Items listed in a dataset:
***
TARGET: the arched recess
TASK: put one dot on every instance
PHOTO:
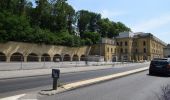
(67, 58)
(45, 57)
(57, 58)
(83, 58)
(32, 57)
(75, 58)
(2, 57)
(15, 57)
***
▶ _WHAT IS BEING ASKED_:
Each record should be copied exactly, and each image left out.

▶ _OUTPUT OF THE TASK_:
TARGET: the arched recess
TASK: put one dot on every instance
PHOTO:
(67, 58)
(45, 57)
(57, 58)
(83, 58)
(32, 57)
(75, 58)
(2, 57)
(15, 57)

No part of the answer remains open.